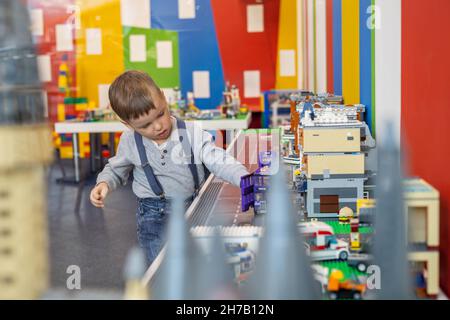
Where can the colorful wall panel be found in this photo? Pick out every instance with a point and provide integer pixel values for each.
(243, 46)
(425, 110)
(47, 17)
(350, 51)
(287, 77)
(200, 62)
(100, 57)
(153, 51)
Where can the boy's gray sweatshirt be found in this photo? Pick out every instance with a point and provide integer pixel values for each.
------------
WRITTEN INSTRUCTION »
Please switch "photo" to "image" throughout the listing above and write out its lines again with nothing else changed. Leave the pictures out of your answer.

FINISHED EXERCISE »
Where can the colorful wall panel be found in this image? Pick out every instance with a point and provide integer pixel values for each.
(243, 46)
(425, 110)
(47, 17)
(350, 51)
(287, 77)
(200, 62)
(100, 57)
(153, 51)
Where can the boy's gray sweatshirt be found in this image? Pick out every instance with a point and provide integer pixel values for each.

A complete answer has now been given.